Task requirements => Please reproduce all of the data below word for word, line by line.

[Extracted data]

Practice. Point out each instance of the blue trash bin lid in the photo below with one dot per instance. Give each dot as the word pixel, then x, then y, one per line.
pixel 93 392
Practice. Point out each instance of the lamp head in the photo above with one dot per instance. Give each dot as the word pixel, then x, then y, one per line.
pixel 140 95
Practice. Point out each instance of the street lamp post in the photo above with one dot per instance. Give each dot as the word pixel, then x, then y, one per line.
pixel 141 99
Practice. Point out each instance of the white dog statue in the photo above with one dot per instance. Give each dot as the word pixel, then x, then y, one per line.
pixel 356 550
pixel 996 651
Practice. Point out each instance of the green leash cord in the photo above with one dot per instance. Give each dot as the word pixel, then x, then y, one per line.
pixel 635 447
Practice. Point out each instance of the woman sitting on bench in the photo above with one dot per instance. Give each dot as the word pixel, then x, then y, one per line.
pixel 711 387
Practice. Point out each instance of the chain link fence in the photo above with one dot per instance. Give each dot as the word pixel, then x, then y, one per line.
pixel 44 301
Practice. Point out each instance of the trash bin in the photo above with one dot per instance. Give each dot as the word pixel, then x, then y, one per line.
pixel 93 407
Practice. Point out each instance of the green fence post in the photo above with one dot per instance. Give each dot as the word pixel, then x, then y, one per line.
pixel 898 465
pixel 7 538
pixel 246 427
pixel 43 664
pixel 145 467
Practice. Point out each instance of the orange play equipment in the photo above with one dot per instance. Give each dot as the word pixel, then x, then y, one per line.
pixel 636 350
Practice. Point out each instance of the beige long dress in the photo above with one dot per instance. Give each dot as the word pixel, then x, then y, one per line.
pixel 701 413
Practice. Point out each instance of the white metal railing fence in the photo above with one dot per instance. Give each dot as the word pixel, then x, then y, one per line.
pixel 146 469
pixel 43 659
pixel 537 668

Response for this exercise =>
Practice. Point out each instance of the blue trash bin lid in the photo below with one dot per instance. Give each dot as the word pixel, then x, then y, one per line.
pixel 93 392
Practice. Point out each instance of the lamp head in the photo above with one dot per instance. Give each dot as the word pixel, then x, then y, one per line.
pixel 140 95
Practice. Point out each instance of the street lamp post in the photo above with one dot per instance. Give each dot as the word pixel, then x, then y, one per line.
pixel 141 99
Practice. Point out each instance of the white dog statue in the photo above with one dot per instance. Give each dot as the word pixel, then x, then y, one per line.
pixel 356 550
pixel 996 651
Practice. Point out each instance of the green leash cord in the photo above with one dot per instance. Give each dot as the word pixel, then x, then y, one per line.
pixel 635 447
Practice. Point out each instance of the woman sitting on bench in the photo above with one dot per instance. Give each dot as the word pixel, then x, then y, one per line.
pixel 711 387
Practice. Point out each instance of the chain link fence in the photo above with one dot per instance. Give each dot as the word pixel, then x, then y, one per line.
pixel 44 301
Practice. Point out each instance of the trash bin in the photo above with one dot per instance. Give each dot as the word pixel, then x, then y, one per line.
pixel 93 407
Practice. Point out each instance of the green fence post in the photo above with one dot per instance. Give each dot as the word pixel, then x, then y, one per line.
pixel 898 465
pixel 7 538
pixel 246 427
pixel 43 664
pixel 145 467
Practice. Point out each instance of the orange play equipment in the photo above with one dot per instance. Give each dot as the word pixel, then x, then y, one per line.
pixel 636 350
Practice. Point out each instance of the beige long dress in the photo above with one dot per instance. Give each dot as the word pixel, then x, then y, one per line.
pixel 701 413
Practice. Point out each instance of the white metal railing fence in the photo above with one dot per instance. Give each dot as the word pixel, then x, then y, one per line.
pixel 146 469
pixel 43 659
pixel 537 668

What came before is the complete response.